:: TEXTAUSZUG

Das Umbalkees. Gletscherschliff.
Als wir die Talsohle erreichen, beginnt ist der Weg nur noch schwer zu erkennen, er führt mitten durch die Geröllhalden der Moräne des Gletschers und über glatt geschliffene
Felsen mit den faszinierendsten Färbungen und Musterungen. Auch ein
paar Nebenbäche der Isel, die hier am Gletscher ihren Ursprung hat,
müssen wir überqueren, das ist mit Bergstiefeln aber kein Problem. Das
Gletschertor ist leider noch von Schnee bedeckt und daher sieht man
nur eine kleine Öffnung, aus der das milchige Wasser heraussprudelt. Ein kalter Wind kommt von oben herab. Hoch über dem Gletscher kreist ein riesiger Vogel – ein Steinadler, wie wir später herausfinden.

::::
:: EINTRÄGE

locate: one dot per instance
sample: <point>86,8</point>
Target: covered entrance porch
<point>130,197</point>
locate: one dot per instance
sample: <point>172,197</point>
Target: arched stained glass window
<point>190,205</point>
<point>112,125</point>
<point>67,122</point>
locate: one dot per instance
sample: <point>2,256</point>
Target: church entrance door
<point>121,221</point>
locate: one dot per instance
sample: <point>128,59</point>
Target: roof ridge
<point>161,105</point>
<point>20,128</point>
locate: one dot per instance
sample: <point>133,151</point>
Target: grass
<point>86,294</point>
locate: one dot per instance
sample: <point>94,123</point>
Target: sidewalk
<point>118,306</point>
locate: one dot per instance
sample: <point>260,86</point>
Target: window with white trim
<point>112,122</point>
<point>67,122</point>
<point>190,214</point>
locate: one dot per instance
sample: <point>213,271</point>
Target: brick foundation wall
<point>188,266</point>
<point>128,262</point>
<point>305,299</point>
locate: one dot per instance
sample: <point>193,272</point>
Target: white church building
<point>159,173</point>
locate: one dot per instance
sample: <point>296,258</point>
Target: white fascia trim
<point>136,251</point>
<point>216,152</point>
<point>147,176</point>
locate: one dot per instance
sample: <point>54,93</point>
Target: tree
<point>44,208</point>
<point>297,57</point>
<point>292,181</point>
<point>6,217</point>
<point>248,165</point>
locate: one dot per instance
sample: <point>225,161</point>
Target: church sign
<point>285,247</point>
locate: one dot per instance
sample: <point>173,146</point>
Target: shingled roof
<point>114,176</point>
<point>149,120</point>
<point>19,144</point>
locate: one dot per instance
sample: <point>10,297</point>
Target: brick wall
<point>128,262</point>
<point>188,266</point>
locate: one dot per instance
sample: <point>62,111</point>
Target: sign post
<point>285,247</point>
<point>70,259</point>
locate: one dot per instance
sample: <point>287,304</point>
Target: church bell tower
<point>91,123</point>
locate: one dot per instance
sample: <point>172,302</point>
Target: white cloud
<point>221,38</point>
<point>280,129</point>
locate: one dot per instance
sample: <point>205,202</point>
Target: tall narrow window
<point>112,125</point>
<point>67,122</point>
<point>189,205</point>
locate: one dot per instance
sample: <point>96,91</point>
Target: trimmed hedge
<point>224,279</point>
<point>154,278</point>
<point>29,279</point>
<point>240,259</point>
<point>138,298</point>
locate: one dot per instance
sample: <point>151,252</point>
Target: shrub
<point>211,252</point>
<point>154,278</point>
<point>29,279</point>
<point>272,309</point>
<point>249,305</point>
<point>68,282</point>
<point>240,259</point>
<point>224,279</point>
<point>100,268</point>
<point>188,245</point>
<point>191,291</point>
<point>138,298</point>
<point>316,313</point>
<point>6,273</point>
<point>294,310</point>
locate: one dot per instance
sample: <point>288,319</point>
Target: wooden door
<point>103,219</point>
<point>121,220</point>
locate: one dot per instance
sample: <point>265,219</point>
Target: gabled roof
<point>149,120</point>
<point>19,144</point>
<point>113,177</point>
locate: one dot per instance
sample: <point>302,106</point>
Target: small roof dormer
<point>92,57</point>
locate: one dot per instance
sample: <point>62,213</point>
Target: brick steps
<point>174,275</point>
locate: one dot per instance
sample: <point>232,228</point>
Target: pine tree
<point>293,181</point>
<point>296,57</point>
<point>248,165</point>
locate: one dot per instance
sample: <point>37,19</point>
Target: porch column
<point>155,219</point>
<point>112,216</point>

::::
:: EINTRÄGE

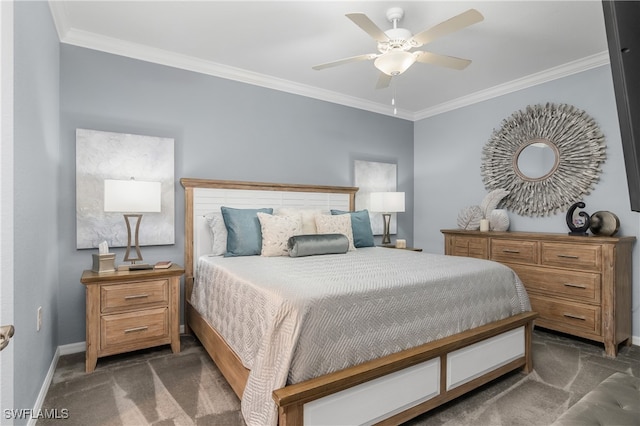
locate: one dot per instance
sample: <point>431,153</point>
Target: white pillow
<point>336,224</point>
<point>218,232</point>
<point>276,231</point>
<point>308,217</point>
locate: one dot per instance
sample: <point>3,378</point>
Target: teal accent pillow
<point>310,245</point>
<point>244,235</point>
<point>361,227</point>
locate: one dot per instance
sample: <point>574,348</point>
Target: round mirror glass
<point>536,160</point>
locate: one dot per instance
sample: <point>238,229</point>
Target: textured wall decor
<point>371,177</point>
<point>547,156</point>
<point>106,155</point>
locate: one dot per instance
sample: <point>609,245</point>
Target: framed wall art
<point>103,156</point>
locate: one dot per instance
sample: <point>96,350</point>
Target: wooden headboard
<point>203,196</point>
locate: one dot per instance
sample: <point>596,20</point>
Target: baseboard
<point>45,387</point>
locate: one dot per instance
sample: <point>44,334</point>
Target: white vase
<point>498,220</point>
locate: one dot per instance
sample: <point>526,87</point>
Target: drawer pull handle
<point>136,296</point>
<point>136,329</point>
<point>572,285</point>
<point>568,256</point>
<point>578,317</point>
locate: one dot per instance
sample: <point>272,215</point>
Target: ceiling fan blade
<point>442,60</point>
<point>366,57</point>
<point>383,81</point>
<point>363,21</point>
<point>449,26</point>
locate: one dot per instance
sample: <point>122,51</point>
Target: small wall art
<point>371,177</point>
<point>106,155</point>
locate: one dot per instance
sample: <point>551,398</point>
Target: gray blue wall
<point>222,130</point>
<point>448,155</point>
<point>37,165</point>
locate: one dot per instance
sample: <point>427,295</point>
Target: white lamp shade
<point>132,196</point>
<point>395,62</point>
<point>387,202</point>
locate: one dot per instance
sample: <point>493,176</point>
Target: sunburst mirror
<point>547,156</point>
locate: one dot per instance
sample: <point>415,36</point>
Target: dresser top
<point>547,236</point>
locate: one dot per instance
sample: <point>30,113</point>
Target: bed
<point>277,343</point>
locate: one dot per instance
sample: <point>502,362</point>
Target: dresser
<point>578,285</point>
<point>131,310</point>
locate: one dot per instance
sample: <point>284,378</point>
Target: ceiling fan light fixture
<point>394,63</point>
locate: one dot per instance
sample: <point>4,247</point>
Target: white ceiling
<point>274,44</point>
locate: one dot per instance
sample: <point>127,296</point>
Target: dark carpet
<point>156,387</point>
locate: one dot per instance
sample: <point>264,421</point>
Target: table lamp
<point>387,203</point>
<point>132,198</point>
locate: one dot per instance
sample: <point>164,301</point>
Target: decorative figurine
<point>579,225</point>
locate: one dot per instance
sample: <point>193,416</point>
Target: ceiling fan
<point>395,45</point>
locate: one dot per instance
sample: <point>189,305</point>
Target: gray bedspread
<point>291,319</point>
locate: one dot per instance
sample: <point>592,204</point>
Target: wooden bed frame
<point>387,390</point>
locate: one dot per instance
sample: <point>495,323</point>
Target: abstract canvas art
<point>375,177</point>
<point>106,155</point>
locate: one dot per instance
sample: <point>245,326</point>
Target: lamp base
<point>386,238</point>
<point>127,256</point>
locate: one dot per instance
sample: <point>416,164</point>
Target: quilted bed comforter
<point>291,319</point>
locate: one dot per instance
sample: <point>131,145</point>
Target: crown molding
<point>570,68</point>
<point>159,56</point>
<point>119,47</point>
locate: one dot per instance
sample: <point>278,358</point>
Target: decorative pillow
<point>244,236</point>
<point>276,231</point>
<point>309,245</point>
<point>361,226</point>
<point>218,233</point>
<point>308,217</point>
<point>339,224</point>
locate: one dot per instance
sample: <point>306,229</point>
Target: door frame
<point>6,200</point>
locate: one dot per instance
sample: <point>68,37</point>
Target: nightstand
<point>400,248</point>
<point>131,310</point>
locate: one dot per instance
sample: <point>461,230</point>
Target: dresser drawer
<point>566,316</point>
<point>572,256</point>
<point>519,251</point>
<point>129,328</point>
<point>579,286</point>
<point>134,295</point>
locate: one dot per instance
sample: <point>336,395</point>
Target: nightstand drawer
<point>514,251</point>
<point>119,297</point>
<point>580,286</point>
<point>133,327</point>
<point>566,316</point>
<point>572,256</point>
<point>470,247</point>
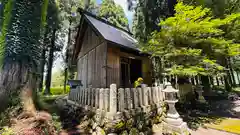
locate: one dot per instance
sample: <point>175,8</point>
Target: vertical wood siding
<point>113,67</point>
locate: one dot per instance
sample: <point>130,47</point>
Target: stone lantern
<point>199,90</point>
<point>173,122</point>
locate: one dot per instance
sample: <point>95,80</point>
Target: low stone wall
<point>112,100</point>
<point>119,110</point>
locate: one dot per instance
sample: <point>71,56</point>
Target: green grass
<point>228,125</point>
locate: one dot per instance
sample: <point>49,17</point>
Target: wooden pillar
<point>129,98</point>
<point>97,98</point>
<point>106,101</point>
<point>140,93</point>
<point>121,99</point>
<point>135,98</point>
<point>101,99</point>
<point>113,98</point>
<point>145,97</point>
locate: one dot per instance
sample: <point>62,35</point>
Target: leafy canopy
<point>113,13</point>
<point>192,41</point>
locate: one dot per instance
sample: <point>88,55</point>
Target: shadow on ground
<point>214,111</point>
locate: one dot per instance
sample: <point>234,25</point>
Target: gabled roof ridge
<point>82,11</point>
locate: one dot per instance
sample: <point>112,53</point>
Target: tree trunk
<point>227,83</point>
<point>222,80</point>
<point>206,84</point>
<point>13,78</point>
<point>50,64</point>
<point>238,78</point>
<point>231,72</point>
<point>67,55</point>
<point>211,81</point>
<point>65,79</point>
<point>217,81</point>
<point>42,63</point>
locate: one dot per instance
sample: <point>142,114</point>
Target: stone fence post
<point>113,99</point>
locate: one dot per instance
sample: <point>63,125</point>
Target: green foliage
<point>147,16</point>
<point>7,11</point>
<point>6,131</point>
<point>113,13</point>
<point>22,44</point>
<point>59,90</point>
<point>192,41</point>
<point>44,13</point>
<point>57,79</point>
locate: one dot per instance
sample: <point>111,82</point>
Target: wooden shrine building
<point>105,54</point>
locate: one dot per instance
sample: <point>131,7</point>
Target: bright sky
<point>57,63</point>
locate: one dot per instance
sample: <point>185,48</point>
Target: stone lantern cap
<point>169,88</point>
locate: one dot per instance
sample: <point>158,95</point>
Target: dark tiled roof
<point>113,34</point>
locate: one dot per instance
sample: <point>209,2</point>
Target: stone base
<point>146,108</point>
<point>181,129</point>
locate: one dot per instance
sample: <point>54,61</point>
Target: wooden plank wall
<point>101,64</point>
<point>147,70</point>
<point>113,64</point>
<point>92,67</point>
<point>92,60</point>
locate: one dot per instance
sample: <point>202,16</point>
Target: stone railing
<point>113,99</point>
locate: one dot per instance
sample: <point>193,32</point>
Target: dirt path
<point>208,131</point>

::::
:: EINTRÄGE

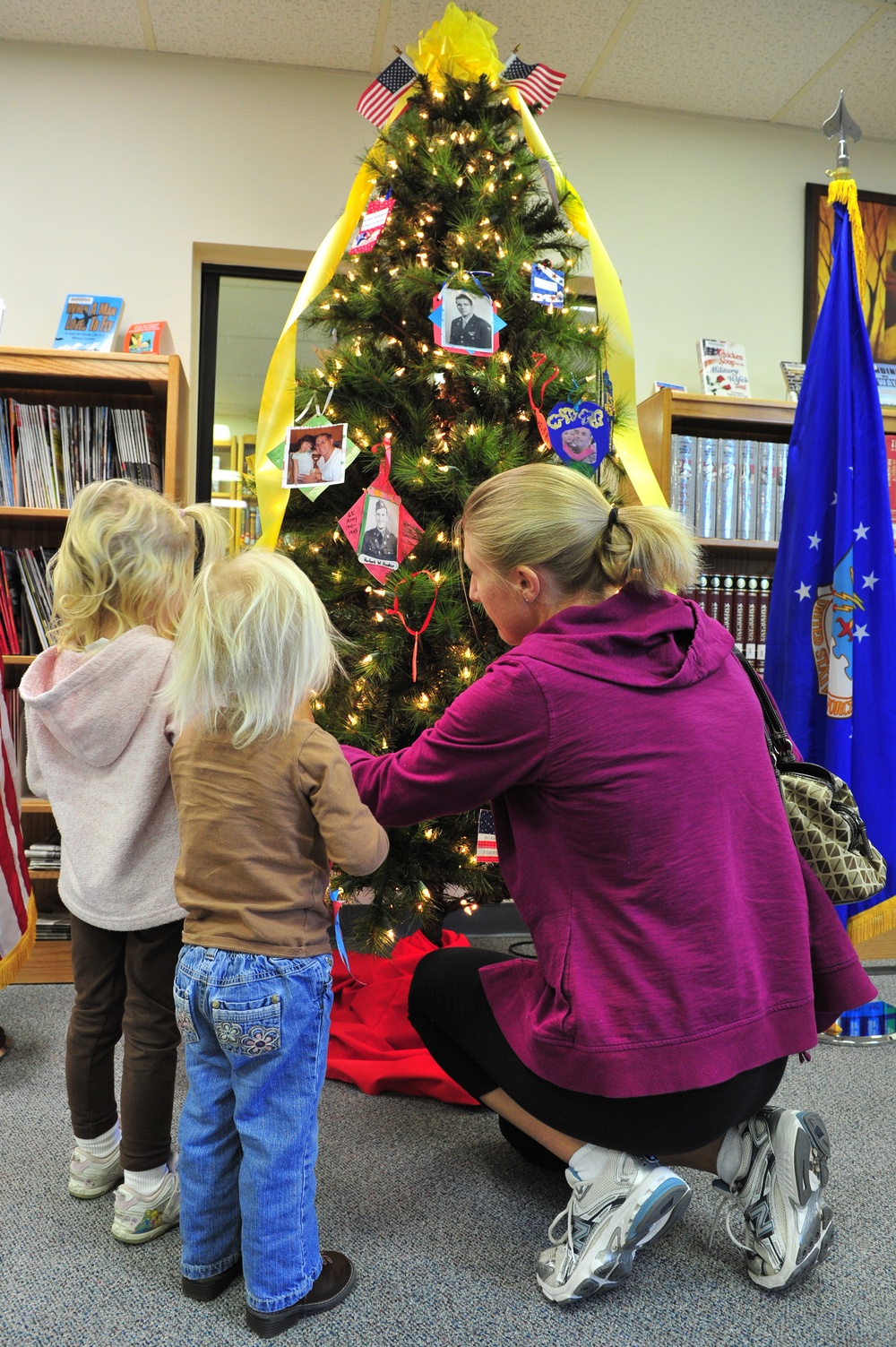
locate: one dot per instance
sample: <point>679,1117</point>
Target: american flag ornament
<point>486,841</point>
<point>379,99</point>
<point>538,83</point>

::::

_AUFGABENSTELLUNG 1_
Warum sieht man im Textauszug über das Umbalkees vom Gletschertor nur eine kleine Öffnung? Antworte in ein bis drei Sätzen.
_AUFGABENSTELLUNG 2_
Setze den Textauszug über das Umbalkees im Anschluss an seinen letzten Satz fort.

_LÖSUNG 1_
Vom Gletschertor ist nur eine kleine Öffnung zu sehen, weil es noch von Schnee bedeckt ist. Aus dieser Öffnung sprudelt das milchige Wasser heraus.

_LÖSUNG 2_
Direkt an den Gletscher heran kommen wir nicht, da müssten wir noch
ein ganzes Stück weiter bergan gehen. Das wäre zwar kein Problem, aber
die dunklen Wolken, die sich gerade über unserem Rückweg
zusammenziehen, sind vielleicht eines... lieber umkehren, bevor wir
hier am oberen Ende des Tals in ein Gewitter geraten!
Vertrauen in die Vibram-Sohlen.
Schönstes Reibungs-"klettern" auf den trockenen Felsen — wozu man
hier überhaupt Seile angebracht hat? Naja, falls es regnet, würde aus
der Kletter- wohl ganz schnell eine Rutschpartie! Die Bühlerhaken zur Befestigung sind allerdings oft schon verbogen oder ausgerissen, und einmal ist mit dem Haken gleich ein ganzes Stück vom Felsen mit abgerissen.
Die Angst vor dem Gewitter war wohl doch unbegründet; als wir ein ganzes Stück weiter unten sind, unterhalb der Talstufe, müssen wir uns für unsere nächste Rast schon wieder einen Schattenplatz an einem großen Felsblock suchen. Wir sehen zwei Männer in dem Gletschersee baden — brrr! Das wäre mir dann doch zu kalt, Sonne hin oder her.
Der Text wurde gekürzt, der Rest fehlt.